* [PROVIDED RECORDS]:
Segment Open

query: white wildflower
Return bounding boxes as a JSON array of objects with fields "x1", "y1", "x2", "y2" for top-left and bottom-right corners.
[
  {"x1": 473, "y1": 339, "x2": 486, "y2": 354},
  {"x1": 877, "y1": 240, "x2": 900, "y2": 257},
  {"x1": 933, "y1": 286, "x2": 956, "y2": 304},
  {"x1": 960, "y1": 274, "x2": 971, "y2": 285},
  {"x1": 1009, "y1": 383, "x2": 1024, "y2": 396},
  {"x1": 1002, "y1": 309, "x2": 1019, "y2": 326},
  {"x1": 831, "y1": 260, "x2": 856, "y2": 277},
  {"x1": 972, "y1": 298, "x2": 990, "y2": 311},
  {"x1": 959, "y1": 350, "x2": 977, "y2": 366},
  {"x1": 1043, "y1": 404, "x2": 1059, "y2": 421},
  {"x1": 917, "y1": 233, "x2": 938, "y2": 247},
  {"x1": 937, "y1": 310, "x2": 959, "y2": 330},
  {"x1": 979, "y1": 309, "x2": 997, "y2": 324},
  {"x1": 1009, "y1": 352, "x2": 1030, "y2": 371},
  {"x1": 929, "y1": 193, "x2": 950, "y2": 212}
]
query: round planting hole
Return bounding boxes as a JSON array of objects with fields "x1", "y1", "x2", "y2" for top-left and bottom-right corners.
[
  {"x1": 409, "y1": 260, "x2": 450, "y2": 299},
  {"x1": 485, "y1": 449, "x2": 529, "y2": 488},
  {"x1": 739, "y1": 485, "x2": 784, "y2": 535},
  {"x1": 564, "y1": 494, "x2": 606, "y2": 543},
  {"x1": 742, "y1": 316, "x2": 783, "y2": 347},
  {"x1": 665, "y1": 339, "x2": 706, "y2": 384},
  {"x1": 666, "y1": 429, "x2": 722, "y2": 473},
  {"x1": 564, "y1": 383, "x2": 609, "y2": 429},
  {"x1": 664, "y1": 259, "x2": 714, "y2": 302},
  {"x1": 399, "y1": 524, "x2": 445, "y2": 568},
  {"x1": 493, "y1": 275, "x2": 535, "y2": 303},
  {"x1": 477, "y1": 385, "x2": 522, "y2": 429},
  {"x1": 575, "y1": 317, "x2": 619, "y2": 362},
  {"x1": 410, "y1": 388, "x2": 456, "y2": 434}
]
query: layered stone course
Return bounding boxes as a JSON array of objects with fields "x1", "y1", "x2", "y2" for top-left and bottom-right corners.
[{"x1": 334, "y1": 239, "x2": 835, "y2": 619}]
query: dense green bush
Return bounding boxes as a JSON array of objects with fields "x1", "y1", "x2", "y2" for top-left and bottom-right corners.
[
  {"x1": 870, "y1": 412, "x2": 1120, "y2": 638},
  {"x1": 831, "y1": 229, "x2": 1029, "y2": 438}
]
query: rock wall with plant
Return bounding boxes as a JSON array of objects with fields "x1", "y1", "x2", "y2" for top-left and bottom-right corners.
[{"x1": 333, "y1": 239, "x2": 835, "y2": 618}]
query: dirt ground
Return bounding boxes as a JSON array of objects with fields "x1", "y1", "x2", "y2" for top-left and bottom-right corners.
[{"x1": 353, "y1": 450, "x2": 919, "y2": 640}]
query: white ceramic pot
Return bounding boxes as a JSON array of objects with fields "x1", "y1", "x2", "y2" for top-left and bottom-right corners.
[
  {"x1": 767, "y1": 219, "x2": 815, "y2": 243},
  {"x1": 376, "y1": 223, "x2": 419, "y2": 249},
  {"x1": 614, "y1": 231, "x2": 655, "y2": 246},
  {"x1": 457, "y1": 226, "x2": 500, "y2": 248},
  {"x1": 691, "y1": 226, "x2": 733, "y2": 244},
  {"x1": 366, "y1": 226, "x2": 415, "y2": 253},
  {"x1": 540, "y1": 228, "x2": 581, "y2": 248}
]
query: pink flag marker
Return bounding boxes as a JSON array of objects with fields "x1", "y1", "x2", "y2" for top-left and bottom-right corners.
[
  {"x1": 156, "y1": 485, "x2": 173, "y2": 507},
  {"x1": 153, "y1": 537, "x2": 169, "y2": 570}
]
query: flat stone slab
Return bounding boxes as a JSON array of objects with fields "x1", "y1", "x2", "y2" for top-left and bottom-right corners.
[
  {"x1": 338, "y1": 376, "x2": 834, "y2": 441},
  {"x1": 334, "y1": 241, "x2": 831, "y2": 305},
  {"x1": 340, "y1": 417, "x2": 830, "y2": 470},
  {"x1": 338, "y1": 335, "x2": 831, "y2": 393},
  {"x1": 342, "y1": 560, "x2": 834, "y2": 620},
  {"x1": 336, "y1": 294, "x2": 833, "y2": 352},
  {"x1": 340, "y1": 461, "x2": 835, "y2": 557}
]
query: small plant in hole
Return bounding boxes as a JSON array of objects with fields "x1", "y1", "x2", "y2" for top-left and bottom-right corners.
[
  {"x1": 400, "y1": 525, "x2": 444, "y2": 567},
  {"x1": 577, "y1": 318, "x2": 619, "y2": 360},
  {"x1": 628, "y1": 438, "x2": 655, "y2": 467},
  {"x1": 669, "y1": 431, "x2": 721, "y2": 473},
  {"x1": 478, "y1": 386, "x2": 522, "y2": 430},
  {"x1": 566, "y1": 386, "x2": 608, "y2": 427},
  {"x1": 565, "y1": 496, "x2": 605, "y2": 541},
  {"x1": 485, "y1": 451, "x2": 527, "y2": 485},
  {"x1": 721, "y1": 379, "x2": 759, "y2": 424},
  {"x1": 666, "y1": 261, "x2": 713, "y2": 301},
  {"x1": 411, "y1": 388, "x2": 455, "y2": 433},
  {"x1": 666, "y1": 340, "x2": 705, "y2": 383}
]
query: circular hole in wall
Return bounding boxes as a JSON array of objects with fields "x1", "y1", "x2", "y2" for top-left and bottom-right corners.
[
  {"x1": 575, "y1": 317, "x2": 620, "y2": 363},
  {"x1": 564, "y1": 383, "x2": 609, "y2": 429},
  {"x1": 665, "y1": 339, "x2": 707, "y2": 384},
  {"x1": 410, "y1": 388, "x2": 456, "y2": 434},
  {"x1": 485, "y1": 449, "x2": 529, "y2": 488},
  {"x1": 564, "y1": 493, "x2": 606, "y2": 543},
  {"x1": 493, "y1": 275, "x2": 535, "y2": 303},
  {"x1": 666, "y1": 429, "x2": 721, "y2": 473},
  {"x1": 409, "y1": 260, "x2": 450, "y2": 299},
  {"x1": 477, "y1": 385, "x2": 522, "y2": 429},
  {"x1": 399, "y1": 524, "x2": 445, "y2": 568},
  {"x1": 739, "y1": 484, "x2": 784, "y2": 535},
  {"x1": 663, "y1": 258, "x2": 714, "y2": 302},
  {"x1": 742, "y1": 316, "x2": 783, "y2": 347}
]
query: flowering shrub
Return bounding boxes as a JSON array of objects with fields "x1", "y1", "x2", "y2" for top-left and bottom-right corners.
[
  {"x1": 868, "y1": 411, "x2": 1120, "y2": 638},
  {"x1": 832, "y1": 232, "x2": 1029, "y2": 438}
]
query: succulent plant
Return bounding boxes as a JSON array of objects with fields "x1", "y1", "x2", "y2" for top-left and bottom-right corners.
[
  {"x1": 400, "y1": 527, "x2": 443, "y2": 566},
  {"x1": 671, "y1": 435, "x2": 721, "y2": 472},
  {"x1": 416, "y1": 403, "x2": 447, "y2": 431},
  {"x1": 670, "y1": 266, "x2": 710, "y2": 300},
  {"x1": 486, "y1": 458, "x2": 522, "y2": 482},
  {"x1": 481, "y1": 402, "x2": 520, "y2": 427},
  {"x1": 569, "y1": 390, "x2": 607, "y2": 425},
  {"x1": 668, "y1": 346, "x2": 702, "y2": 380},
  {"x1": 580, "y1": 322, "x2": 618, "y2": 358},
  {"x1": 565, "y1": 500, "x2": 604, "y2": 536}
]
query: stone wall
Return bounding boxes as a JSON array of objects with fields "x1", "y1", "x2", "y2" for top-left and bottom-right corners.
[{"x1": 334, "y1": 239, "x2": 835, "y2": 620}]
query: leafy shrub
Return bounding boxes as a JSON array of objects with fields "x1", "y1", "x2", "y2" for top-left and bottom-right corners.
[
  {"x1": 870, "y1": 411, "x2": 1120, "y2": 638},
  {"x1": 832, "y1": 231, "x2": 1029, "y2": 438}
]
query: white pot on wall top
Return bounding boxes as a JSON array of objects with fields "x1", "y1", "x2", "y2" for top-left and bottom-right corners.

Segment Closed

Note each line of the material holding "white" and copy it out.

* [OUTPUT FOR THIS TASK]:
query: white wildflower
query: white ceramic pot
query: white pot on wall top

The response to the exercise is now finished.